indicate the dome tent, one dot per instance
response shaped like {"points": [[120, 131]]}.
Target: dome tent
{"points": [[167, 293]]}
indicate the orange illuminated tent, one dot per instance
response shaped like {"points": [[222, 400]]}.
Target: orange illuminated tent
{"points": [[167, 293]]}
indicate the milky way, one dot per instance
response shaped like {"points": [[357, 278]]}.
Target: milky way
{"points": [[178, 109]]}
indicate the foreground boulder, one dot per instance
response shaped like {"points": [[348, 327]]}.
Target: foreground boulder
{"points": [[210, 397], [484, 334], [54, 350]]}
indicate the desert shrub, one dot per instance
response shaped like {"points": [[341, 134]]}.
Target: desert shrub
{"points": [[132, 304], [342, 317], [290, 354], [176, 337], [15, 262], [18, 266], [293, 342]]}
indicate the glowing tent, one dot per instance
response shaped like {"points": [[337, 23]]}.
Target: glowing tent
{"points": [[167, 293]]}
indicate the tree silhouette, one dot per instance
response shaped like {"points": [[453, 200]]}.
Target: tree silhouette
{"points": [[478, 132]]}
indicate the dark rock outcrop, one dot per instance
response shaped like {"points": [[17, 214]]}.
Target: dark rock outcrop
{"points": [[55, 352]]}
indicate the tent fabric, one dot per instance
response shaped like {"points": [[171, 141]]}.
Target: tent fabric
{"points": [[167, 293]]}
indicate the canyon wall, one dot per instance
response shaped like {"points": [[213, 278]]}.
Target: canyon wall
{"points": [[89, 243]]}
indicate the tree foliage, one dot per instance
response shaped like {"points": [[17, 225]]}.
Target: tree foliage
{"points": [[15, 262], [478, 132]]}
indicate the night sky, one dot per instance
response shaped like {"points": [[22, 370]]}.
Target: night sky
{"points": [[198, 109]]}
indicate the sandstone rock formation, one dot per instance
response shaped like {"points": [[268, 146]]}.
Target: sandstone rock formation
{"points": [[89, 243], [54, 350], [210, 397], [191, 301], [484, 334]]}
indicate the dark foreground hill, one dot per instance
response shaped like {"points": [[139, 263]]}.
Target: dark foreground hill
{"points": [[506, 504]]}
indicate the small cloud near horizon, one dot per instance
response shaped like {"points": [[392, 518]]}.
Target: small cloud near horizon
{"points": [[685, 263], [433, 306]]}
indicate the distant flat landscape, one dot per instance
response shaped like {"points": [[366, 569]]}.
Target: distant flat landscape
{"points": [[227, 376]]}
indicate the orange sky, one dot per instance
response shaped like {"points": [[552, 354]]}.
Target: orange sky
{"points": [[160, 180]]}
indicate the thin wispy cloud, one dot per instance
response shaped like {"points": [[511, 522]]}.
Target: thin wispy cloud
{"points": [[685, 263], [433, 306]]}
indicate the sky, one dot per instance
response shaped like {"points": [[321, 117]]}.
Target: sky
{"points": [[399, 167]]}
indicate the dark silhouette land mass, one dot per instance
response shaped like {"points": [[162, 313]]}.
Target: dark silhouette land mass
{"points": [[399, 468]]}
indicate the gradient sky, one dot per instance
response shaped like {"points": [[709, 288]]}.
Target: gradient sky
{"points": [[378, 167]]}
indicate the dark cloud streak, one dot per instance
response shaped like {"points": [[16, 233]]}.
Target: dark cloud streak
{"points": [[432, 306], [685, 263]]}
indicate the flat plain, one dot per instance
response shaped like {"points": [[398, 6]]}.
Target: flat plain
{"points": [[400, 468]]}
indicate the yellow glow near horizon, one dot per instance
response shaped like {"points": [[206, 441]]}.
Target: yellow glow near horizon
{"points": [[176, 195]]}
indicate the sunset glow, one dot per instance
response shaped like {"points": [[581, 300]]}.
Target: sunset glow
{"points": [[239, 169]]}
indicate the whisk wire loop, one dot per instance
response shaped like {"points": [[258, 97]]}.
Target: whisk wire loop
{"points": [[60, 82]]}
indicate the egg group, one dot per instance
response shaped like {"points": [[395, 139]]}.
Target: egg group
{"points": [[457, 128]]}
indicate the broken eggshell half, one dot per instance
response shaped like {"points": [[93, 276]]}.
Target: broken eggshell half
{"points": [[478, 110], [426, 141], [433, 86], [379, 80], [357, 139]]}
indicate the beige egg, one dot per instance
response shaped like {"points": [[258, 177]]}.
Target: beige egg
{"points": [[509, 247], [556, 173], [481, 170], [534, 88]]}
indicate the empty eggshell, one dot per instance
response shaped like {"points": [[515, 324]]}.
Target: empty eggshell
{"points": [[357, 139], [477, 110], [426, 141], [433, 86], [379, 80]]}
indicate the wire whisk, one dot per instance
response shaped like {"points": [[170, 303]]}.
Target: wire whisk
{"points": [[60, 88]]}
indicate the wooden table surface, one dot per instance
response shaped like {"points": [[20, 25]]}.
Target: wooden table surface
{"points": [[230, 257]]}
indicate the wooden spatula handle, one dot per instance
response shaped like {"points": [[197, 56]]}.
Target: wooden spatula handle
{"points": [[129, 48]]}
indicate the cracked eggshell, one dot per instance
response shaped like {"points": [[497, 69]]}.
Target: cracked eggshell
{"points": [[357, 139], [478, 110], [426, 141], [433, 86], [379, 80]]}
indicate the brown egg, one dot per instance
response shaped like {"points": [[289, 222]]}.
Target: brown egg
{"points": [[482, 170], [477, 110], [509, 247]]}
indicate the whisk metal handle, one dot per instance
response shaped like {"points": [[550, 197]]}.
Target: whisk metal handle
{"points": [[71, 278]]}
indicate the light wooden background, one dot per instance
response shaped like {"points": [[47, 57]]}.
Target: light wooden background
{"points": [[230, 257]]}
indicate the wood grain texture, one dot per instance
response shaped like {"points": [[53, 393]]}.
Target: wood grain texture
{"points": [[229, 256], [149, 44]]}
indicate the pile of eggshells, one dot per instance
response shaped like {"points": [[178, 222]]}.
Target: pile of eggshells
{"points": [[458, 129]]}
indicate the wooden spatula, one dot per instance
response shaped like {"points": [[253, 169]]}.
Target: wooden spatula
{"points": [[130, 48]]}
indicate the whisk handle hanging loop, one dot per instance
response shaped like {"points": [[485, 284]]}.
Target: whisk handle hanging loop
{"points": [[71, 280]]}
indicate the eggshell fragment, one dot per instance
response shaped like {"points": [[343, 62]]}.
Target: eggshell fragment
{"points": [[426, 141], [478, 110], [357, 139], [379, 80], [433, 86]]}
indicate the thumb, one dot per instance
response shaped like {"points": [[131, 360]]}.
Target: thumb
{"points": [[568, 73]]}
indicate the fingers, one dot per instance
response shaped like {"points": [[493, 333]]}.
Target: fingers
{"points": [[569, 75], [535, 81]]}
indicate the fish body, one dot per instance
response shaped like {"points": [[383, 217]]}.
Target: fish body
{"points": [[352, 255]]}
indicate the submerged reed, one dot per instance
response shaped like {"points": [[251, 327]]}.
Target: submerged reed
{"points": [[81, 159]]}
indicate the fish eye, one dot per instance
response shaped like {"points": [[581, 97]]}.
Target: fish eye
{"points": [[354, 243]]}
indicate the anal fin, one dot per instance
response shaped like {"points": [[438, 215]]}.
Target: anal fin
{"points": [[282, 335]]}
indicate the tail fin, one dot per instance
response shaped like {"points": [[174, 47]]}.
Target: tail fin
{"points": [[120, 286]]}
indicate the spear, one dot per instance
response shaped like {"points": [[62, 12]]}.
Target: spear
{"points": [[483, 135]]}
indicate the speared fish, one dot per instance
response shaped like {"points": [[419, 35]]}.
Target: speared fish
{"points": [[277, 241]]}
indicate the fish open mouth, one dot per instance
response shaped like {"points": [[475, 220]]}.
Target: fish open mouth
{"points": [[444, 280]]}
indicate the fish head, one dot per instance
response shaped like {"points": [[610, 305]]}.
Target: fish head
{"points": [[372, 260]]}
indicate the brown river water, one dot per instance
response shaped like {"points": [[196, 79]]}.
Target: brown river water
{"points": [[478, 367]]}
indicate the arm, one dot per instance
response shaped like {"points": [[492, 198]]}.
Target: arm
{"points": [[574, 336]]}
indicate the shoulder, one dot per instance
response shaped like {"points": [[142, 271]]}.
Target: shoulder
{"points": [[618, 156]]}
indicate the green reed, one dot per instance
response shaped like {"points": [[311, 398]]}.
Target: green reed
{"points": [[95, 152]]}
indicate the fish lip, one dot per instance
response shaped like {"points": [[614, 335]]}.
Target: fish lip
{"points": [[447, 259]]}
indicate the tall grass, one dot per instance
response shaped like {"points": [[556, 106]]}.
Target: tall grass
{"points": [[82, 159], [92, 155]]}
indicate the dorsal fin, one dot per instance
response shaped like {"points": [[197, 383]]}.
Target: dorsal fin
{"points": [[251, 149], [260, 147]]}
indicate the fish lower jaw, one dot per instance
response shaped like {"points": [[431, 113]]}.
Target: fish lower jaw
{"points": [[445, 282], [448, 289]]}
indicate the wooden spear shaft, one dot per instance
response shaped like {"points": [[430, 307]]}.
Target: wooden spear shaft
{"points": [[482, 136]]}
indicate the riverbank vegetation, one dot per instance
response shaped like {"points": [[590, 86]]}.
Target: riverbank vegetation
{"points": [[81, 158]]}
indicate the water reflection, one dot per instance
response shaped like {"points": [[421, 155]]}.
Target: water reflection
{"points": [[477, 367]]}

• • •

PROBLEM REQUIREMENTS:
Extract, exactly as they appear, the lines from the one containing "indicate the dorsal fin, one dot per instance" through the final line.

TASK RESULT:
indicate the dorsal fin, one dot per instance
response shaped like {"points": [[197, 383]]}.
Target: dorsal fin
{"points": [[251, 149], [260, 147]]}
indicate the fish lower jaw, one dot per instance
response shaped like {"points": [[431, 113]]}.
Target: fish lower jaw
{"points": [[445, 282], [448, 289]]}
indicate the wooden spear shaft, one dot per instance
response shaped like {"points": [[430, 307]]}.
Target: wooden spear shaft
{"points": [[482, 136]]}
indicate the riverbank vegetation, one dot per instance
response shaped like {"points": [[590, 86]]}.
Target: riverbank vegetation
{"points": [[81, 158]]}
indicate the water reflection, one dot per instance
response shaped like {"points": [[421, 155]]}.
Target: water reflection
{"points": [[477, 367]]}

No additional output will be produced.